Annotazioni a punti per foto:
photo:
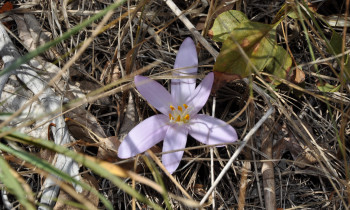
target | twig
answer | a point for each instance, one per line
(237, 152)
(191, 28)
(51, 103)
(268, 167)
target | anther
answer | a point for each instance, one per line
(171, 117)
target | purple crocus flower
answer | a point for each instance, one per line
(179, 113)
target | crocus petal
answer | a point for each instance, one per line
(201, 94)
(146, 134)
(210, 130)
(175, 139)
(186, 57)
(154, 93)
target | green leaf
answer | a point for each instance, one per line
(328, 88)
(101, 168)
(336, 43)
(18, 62)
(258, 42)
(280, 63)
(225, 23)
(13, 185)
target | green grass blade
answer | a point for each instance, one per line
(93, 165)
(24, 59)
(44, 165)
(13, 185)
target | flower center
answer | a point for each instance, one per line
(179, 115)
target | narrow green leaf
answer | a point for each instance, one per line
(44, 165)
(24, 59)
(327, 88)
(336, 43)
(13, 185)
(94, 166)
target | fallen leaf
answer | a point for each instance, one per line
(257, 41)
(8, 6)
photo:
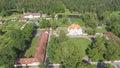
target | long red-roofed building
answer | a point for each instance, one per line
(39, 53)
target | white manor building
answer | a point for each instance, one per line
(75, 29)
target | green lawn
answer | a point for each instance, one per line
(30, 52)
(81, 43)
(78, 21)
(101, 30)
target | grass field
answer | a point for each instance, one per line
(81, 43)
(101, 30)
(11, 24)
(30, 52)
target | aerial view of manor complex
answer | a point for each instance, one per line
(60, 34)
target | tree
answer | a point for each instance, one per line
(42, 65)
(7, 57)
(45, 23)
(68, 54)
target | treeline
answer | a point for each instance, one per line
(57, 6)
(92, 5)
(13, 44)
(43, 6)
(102, 49)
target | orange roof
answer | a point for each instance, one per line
(73, 26)
(40, 50)
(34, 14)
(26, 60)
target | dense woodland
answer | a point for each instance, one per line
(57, 6)
(13, 43)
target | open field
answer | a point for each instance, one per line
(30, 52)
(81, 43)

§ CONSEGNA
Ricopia queste righe senza cambiare nulla, ma lascia fuori le immagini.

§ ESERCIZIO SVOLTO
photo:
target | twig
answer | a point for each instance, one per line
(237, 152)
(191, 28)
(51, 103)
(268, 167)
target | anther
answer | a point for each instance, one per line
(171, 117)
target | purple crocus flower
answer | a point for each instance, one per line
(179, 113)
target | crocus petal
answer | a point for each instance, one per line
(201, 94)
(146, 134)
(210, 130)
(175, 139)
(186, 57)
(154, 93)
target | green leaf
answer | a point for each instance, one per line
(328, 88)
(101, 168)
(336, 43)
(18, 62)
(258, 42)
(280, 63)
(225, 23)
(13, 185)
target | green grass blade
answer | a point for each instance, one per line
(93, 165)
(24, 59)
(44, 165)
(13, 185)
target | flower center
answer | a point for each instance, one per line
(179, 115)
target | narrow green leaf
answer | a point for each instance, one per line
(44, 165)
(24, 59)
(327, 88)
(336, 43)
(13, 185)
(94, 166)
target | fallen leaf
answer | a point for each instance, one per line
(257, 41)
(8, 6)
photo:
target | long red-roofed building
answer | a point for each instance, one per line
(39, 53)
target | white manor building
answer | a point for each instance, one per line
(75, 29)
target | green lawn
answer | a point for each instance, one per line
(30, 52)
(81, 43)
(78, 21)
(101, 30)
target | grass field
answer | a point for each instance, one per line
(81, 43)
(101, 30)
(11, 24)
(30, 52)
target | aerial view of manor complex
answer | a point for each instance, one per line
(60, 34)
target | tree
answer | a point for each instance, one per line
(42, 65)
(7, 57)
(45, 23)
(68, 54)
target | treeline
answer | a point for each instance, one per line
(57, 6)
(92, 5)
(13, 44)
(43, 6)
(102, 49)
target | orange roof
answer | a point for each instance, one per line
(73, 26)
(40, 50)
(34, 14)
(26, 60)
target | dense woodland
answer | a point for each instance, one per line
(57, 6)
(13, 43)
target | open field
answer | a point for each instance, one per line
(30, 52)
(81, 43)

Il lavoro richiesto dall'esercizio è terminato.